• [GIVEN PASSAGE]:
↓

# Heatsinkusa Group Buy



## gucci17 (Oct 11, 2007)

I hope I'm not breaking any rules.

I'll be placing an order in to heatsinkusa soon. I was wondering if anyone wanted to join in to help with shipping. If anyone has experience ordering from heatsinkusa, that would help too. This is the first time I will be dealing with HSU and I don't know what to expect in terms of shipping or fees.

TIA!


----------



## Flazky (Jan 9, 2010)

If you get the heatsink online, there is a 50 dollar charge for shipping for a standard box which will fit bout 4 heatsinks. If you call them, the shipping comes down to 27.50. Best to just call them to see what they can do for you as they have really good customer service.


----------



## gucci17 (Oct 11, 2007)

Flazky said:


> If you get the heatsink online, there is a 50 dollar charge for shipping for a standard box which will fit bout 4 heatsinks. If you call them, the shipping comes down to 27.50. Best to just call them to see what they can do for you as they have really good customer service.


Thanks for the information Flazky. I'm hoping to get 3 or 4 people together before I order.

↑

• [SUPPLIED RECORDS]:
↓

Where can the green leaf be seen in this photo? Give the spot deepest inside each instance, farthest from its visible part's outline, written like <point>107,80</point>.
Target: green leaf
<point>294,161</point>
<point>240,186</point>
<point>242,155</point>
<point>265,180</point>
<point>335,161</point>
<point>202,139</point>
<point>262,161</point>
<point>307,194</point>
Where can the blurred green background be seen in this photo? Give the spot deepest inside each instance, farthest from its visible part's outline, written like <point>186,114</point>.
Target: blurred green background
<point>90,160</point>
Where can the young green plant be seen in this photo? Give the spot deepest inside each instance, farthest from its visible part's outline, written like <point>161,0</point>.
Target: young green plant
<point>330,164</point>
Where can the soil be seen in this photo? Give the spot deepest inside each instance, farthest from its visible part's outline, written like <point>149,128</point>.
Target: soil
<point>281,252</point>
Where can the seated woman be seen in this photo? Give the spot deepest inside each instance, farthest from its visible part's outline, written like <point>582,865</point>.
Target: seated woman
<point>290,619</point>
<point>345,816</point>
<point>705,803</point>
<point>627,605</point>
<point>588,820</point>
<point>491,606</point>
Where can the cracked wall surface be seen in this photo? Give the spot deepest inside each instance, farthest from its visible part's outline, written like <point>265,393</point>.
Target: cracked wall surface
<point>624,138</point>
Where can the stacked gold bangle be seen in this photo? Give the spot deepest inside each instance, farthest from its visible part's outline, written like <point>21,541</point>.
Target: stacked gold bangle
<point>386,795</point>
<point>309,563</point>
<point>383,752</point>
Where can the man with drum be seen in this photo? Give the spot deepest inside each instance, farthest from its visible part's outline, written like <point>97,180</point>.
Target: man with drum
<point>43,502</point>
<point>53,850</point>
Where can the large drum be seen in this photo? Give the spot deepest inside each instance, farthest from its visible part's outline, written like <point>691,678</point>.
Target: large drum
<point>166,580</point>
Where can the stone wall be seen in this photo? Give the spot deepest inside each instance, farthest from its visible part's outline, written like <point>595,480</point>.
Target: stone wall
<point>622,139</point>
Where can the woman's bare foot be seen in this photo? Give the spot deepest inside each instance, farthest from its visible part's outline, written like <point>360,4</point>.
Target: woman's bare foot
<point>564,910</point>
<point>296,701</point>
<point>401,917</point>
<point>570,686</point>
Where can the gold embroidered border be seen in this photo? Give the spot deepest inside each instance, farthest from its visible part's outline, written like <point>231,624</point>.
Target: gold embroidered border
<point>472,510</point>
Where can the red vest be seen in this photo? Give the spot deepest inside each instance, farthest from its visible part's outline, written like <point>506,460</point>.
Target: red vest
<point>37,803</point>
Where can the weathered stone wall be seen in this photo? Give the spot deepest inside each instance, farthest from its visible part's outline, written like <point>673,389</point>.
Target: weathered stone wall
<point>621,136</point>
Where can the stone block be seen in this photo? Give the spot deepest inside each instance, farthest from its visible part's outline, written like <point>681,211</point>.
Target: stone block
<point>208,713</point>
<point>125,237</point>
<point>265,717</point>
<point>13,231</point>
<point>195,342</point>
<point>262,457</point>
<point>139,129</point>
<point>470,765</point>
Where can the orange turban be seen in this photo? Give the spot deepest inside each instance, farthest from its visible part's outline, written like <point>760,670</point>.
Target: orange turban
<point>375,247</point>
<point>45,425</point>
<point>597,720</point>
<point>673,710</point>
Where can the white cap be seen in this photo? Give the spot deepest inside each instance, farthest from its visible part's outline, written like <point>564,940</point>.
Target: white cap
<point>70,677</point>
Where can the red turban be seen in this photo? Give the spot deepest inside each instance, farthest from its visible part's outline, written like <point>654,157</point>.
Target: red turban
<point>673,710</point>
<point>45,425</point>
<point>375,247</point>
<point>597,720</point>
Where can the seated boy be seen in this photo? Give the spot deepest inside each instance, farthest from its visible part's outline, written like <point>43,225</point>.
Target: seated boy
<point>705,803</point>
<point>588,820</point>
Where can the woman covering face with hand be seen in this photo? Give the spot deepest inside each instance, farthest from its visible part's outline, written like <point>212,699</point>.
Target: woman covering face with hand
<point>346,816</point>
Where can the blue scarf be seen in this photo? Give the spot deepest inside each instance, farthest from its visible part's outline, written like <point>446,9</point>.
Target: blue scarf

↑

• [WORK TO DO]:
Continue the Heatsinkusa group buy thread from where it stops.

• [RIGHT ANSWER]:
So far there may be 2 of us which is already alot better than ordering myself


----------



## Tbird (Oct 5, 2009)

Hey buddy,

I'm interested. Let me know if you are good tonight and we can talk more about it then.

Later
Wil


----------



## gucci17 (Oct 11, 2007)

Tbird said:


> Hey buddy,
> 
> I'm interested. Let me know if you are good tonight and we can talk more about it then.
> 
> ...


Yeah, come by tonight.


----------



## Flazky (Jan 9, 2010)

Rmb shipping is per 4 heatsinks i think.


----------



## gucci17 (Oct 11, 2007)

> Rmb shipping is per 4 heatsinks i think.


Yes, I will confirm that with HSU. Thanks again.


----------



## buffalo (Mar 6, 2010)

Is there no canadian source for heatsinks?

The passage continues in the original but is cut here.